— START —

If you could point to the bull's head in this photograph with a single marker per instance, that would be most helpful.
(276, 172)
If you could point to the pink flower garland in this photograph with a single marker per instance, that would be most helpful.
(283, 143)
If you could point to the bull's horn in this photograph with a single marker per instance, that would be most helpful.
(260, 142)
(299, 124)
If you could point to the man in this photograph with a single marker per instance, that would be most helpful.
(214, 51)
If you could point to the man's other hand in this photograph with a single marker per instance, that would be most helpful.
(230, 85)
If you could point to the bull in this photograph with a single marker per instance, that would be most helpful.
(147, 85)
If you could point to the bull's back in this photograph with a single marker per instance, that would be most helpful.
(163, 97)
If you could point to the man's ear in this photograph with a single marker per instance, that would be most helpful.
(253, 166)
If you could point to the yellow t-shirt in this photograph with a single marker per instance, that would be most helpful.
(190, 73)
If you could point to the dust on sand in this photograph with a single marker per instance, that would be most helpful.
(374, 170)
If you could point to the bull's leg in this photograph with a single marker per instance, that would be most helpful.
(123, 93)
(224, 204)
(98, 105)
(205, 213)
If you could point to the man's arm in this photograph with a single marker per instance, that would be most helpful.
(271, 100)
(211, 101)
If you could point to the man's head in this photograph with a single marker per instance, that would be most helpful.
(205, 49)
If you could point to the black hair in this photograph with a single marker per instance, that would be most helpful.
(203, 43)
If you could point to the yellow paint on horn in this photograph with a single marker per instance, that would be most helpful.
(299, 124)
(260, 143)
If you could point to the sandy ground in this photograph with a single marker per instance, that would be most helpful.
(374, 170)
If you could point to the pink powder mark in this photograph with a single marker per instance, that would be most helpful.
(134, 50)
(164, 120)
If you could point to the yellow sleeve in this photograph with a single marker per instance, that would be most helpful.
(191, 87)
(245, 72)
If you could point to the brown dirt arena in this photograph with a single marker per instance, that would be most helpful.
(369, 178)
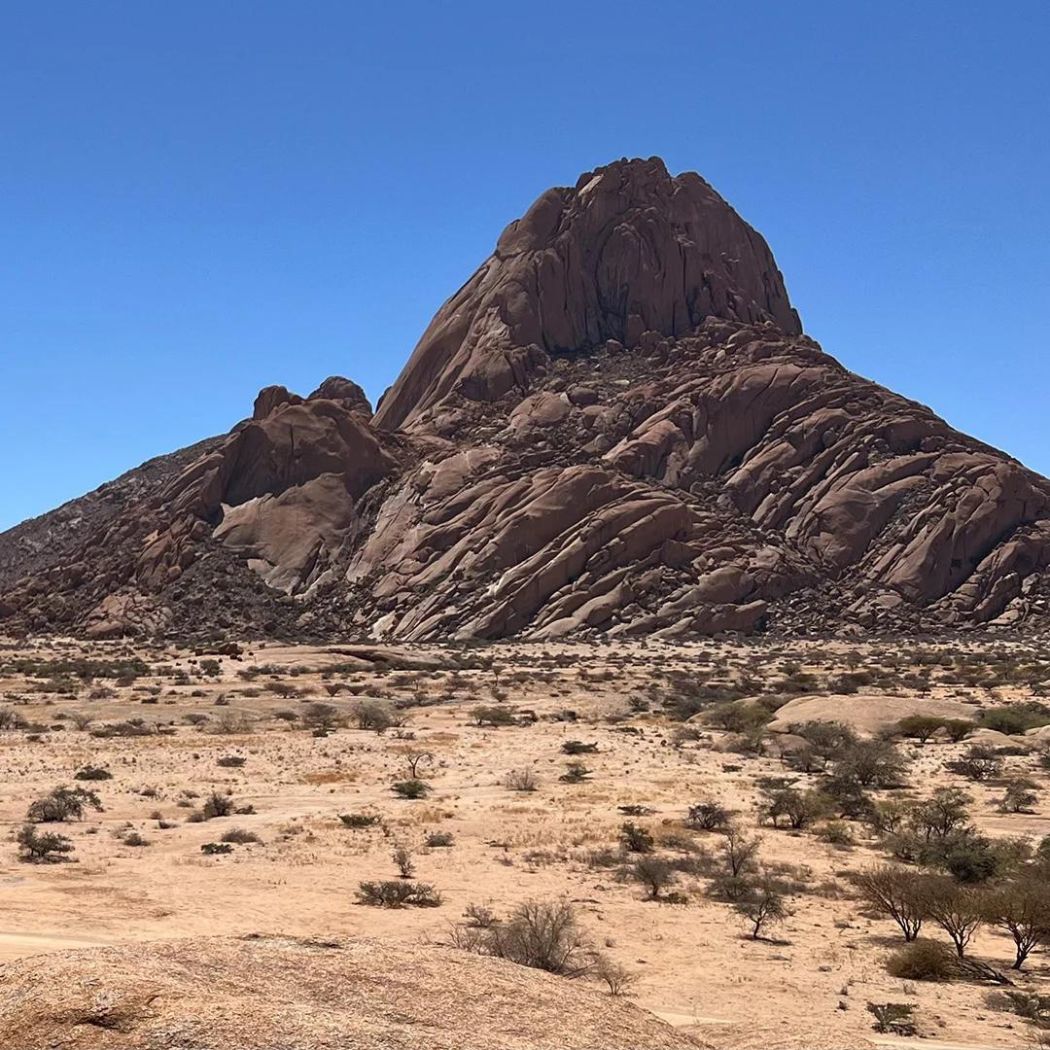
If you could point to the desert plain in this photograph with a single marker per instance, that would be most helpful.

— END —

THE EXERCISE> Reproduce all of the items above word for word, leaving out the picture.

EXERCISE ANSWER>
If you could point to the bull's head in this photograph with a single marker per instance, that would be most helpful.
(276, 172)
If you could point to the pink flower garland in this photograph with a single marker per instance, that would be most helpful.
(283, 143)
If you could point to the bull's horn in this photograph with a single marker per instance, that would be most helpful.
(260, 142)
(299, 124)
If you could point to the man in this photograph with a single marker per instance, that would be most helpful.
(214, 51)
If you could point to the man's other hand in this photograph with a single marker per instance, that would be most helpful.
(230, 85)
If you could point to the bull in this photograph with a single marker per instance, that would be most helpful.
(147, 85)
If you could point to the bull's back in this photograph with a single marker per instance, that would be most helpful.
(163, 97)
If you could point to the man's ear in this photograph with a single marker per instance, that would be most helpful.
(253, 166)
If you could point to the yellow t-shirt in this photograph with a single marker per instance, that would be most helpful.
(190, 73)
If you could point to the dust on sand in this photograph with a single marker per instance, that would be most helpful.
(374, 170)
If you could point to the bull's leg in this photograph with a single marker per instance, that would be most helpful.
(123, 93)
(224, 204)
(98, 105)
(205, 213)
If you could point to the man's arm in this photograph with a single marker per instance, that would be most helpful.
(271, 100)
(211, 101)
If you could point to the man's head in this photograph with a single marker per instance, that would be most helpful.
(205, 49)
If you could point to the black hair in this photograph with a single marker per instance, that would be most helpful.
(203, 43)
If you could point to the yellow paint on horn in this photograph with a single marker per instance, that would be most helpful.
(299, 124)
(260, 143)
If you could point to the sandy ground in this photograph with a single marker per instance, that would be most helpful.
(374, 170)
If you could point to the pink powder mark in this photograph with a single marker per instance, that would be most helpful.
(134, 50)
(164, 120)
If you could point to the yellow sleeve in this photograph with a single marker per instance, that would be most helpful.
(191, 87)
(245, 72)
If you could point to the brown dirt arena in this photograph with a single marker per instance, that would be most helpful.
(369, 178)
If you could point to the desert plain in this photograph with a single marker per instance, that would be most helpful.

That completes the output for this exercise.